-------- TEXTO FORNECIDO --------
Por mais laicas e dessacralizadas que estejam a se tornar as sociedades modernas, ao menos no Brasil e em países de extrema religiosidade o Dia de Finados ainda é um hábito enraizado, seja em ainda acolhedoras cidades do interior seja em centros mais áridos e urbanizados.

Para a desinformada e moldável geração atual, para os pretensos moderninhos de plantão e para os desiformados e moldáveis de todo tipo e de todos os tempos, o hábito de lembrar e vistar os seus mortos deve parecer uma bizarrice, um costume que as pessoas teriam herdado por inércia ou o resultado de alguma manipulação religiosa.

Mas o Dia de Finados reflete muito mais que uma celebração autômata e que uma pressão familiar, social ou religiosa. Carrega mais que um simbolismo religioso ou cultural. Carrega um momento metafísico, transcendente, ou ao menos um resquício de transcendência.
--------
COMPLETE O SEGUINTE:
• A. Resuma em forma de lista o parágrafo do texto sobre o Dia de Finados que começa com "Mas o Dia de Finados reflete", mantendo suas ideias principais.
• B. Segundo o texto sobre o Dia de Finados, em que lugares essa data ainda é um hábito enraizado?
• C. Repita, por favor, o texto sobre o Dia de Finados sem alterações, de "Por mais laicas" até "áridos e urbanizados.".
-------- CONJUNTO DE DADOS --------
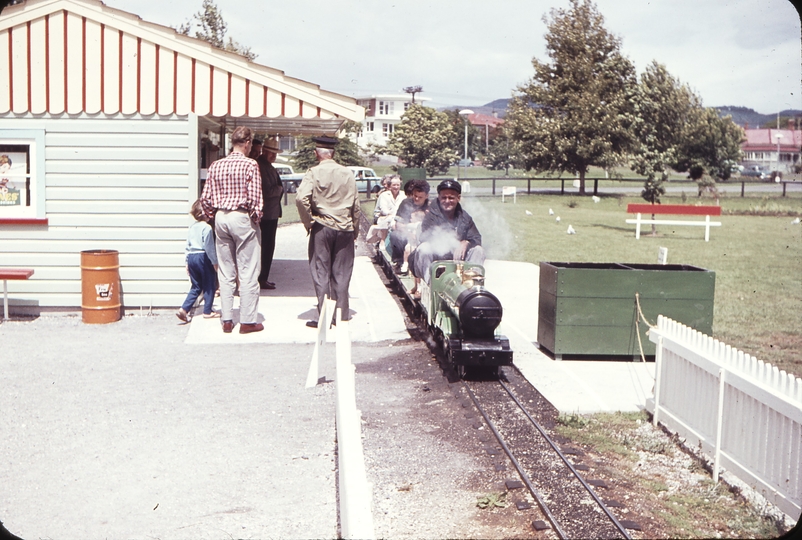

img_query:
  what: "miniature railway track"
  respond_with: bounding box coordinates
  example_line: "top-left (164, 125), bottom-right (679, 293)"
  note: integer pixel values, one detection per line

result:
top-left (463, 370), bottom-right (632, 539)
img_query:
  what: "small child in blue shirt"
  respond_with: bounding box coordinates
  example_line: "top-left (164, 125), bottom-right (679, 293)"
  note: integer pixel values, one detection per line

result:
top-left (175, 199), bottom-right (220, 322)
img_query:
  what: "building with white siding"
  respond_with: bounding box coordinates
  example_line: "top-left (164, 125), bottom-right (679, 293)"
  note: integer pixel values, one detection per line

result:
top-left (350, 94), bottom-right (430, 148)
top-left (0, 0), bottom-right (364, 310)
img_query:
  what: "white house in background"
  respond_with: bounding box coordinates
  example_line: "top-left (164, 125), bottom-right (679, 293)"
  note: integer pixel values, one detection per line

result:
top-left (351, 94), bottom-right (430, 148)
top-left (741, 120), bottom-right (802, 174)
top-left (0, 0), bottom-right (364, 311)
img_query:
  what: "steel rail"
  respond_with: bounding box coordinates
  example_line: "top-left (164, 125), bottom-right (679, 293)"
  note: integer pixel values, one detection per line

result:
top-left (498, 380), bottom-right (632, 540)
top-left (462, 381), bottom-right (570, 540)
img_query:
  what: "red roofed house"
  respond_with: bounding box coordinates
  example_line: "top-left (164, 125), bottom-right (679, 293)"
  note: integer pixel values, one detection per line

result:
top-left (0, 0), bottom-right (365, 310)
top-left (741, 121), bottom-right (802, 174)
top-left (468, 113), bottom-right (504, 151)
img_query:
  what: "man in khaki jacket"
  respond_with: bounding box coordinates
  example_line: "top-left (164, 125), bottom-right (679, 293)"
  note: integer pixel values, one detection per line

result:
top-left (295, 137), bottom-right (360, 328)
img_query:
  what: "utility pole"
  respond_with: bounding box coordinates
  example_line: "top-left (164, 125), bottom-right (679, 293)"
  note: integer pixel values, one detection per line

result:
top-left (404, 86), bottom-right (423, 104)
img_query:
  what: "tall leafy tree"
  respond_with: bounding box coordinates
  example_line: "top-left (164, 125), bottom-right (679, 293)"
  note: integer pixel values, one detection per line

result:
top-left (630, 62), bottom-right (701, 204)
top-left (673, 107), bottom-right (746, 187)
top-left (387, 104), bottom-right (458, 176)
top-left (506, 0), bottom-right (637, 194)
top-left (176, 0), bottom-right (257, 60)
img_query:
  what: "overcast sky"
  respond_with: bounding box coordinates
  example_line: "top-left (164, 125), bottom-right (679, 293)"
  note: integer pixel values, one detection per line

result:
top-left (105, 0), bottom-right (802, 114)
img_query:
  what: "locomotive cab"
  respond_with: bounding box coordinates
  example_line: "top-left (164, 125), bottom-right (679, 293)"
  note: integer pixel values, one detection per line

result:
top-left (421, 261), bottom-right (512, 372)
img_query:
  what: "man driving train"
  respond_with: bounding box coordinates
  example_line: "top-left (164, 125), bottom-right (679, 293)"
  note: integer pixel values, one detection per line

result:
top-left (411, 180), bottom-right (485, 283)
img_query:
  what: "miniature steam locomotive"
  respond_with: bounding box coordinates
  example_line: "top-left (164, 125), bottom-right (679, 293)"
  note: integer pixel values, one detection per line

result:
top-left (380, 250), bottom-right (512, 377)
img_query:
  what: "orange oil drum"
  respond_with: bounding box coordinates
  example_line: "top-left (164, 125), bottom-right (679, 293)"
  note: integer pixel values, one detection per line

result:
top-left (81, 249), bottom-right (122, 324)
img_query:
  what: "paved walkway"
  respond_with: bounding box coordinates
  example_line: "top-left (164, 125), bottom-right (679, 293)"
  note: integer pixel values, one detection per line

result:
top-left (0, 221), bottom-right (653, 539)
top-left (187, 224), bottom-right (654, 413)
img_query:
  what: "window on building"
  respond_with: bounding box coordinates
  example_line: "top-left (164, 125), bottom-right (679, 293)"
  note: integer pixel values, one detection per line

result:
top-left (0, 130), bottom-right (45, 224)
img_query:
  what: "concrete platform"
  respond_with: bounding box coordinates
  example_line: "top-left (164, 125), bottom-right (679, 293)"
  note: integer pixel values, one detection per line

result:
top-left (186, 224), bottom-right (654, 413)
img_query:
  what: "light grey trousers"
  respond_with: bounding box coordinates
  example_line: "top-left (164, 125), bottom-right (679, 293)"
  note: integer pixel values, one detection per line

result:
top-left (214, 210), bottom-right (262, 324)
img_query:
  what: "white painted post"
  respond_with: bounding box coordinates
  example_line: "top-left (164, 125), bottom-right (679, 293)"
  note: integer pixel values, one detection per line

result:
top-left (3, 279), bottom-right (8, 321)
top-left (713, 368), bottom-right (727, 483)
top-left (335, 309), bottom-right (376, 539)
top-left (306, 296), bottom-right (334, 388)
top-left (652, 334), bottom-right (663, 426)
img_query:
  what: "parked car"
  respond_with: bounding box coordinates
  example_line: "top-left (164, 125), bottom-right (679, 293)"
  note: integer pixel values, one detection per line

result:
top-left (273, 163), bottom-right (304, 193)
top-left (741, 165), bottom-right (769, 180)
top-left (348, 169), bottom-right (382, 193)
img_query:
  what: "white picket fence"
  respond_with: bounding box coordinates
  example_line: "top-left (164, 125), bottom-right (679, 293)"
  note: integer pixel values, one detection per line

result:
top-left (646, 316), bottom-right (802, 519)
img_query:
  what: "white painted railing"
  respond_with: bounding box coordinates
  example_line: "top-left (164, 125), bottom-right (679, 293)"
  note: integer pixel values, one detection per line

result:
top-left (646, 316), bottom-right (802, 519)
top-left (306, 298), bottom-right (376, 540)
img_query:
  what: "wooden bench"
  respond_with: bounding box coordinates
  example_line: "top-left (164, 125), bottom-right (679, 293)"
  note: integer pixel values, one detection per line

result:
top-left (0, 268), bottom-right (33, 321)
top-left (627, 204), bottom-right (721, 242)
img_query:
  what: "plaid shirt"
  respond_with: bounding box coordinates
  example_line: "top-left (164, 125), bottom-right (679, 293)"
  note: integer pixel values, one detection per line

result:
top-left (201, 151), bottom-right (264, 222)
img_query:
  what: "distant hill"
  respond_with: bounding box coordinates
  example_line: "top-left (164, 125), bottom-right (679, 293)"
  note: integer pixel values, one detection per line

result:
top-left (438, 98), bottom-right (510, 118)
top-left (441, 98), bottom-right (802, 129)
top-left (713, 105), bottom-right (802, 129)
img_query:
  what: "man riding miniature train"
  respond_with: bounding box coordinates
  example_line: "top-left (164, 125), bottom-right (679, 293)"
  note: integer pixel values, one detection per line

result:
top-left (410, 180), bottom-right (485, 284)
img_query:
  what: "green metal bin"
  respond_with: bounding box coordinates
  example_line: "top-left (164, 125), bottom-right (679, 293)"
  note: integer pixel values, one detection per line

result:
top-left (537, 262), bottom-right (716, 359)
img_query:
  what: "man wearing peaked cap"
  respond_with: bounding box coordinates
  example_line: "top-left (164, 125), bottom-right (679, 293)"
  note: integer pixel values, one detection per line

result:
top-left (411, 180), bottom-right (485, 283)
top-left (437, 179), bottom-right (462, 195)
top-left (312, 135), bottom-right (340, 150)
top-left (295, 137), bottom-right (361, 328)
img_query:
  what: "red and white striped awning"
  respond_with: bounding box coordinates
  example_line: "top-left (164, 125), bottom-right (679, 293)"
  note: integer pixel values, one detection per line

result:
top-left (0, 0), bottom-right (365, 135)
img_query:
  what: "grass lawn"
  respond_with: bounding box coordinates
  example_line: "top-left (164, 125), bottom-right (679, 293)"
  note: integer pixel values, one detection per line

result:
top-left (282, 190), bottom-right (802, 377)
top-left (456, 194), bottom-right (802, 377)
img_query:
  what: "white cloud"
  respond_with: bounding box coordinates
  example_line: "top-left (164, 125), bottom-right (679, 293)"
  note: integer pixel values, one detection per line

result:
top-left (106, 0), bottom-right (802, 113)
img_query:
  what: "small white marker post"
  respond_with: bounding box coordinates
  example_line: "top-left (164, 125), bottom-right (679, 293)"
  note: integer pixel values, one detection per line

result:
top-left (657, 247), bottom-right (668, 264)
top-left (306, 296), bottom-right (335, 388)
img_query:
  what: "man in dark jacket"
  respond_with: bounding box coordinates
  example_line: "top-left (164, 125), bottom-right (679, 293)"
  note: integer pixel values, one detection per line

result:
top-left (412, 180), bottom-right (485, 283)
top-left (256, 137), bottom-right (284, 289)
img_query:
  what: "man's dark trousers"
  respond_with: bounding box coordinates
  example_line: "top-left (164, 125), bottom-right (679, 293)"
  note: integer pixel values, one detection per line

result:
--------
RESPOSTAS ESCRITAS:
• A.
- O Dia de Finados é mais que uma celebração automática ou uma pressão familiar, social ou religiosa.
- Tem mais que um simbolismo religioso ou cultural.
- Traz um momento metafísico, transcendente, ou ao menos um resquício de transcendência.

• B. No Brasil e em países de extrema religiosidade, tanto em cidades do interior quanto em centros mais urbanizados.

• C.
Por mais laicas e dessacralizadas que estejam a se tornar as sociedades modernas, ao menos no Brasil e em países de extrema religiosidade o Dia de Finados ainda é um hábito enraizado, seja em ainda acolhedoras cidades do interior seja em centros mais áridos e urbanizados.